Records to use:
====

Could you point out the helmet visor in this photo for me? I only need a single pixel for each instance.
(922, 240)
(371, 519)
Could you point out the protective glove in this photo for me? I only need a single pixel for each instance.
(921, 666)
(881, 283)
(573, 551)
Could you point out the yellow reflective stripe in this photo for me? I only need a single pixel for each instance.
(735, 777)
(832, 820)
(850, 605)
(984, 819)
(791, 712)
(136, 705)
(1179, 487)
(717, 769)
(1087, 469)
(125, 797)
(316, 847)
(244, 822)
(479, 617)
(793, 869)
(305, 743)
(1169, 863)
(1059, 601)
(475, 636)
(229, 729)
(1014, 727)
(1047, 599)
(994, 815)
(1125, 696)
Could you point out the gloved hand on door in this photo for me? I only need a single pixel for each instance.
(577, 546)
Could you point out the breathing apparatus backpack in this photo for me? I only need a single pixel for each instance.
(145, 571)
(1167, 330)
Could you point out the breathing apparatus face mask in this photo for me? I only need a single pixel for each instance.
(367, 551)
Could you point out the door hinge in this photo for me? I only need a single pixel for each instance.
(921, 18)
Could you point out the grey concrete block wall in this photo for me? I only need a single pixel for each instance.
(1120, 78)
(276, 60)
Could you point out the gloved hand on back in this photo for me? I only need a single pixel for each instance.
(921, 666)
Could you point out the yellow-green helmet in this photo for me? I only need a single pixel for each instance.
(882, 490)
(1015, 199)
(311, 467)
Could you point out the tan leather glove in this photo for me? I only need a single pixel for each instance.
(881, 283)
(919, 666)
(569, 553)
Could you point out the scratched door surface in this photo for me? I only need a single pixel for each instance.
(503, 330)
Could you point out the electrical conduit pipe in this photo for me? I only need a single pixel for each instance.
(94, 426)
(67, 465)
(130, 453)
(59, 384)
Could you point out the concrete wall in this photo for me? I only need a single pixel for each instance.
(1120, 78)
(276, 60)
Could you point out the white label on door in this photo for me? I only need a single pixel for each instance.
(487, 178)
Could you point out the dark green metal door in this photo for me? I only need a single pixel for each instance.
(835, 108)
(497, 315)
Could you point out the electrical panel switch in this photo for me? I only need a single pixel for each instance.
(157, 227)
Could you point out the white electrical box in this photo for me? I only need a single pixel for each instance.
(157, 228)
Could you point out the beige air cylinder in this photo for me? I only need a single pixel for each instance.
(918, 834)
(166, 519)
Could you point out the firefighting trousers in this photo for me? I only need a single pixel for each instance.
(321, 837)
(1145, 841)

====

Aim of the task: With the line that contains "Could you point out the electrical conduit" as the start, output every line through the end of the entries exactly. Add no other lines.

Task response:
Could you point out the electrical conduit pipe in this photo for me? I only need a single pixel for each instance.
(94, 426)
(67, 465)
(130, 453)
(59, 384)
Could you point out the concrete wall in this photo for me? I only need a single pixel for each instance.
(1120, 78)
(276, 60)
Could you point out the white label on door in this photo for me? I only need a single pixel for each instance.
(487, 178)
Could you point out the dark green metal door in this photo for me? I only need a single pixel for each instance.
(835, 108)
(497, 315)
Could you point out the electrical panel switch in this photo for me? I only need a single pixel for each instance.
(157, 227)
Could you point out the white electrical box in this photo for me? I only need a single pixel for each instance.
(157, 228)
Could you point out the beige air cylinder in this photo for me? I only need a single pixel for each instance.
(918, 834)
(166, 519)
Could you point out the firefighting trousers in this photo for me? I only need a single pixel for each instance.
(321, 837)
(1145, 841)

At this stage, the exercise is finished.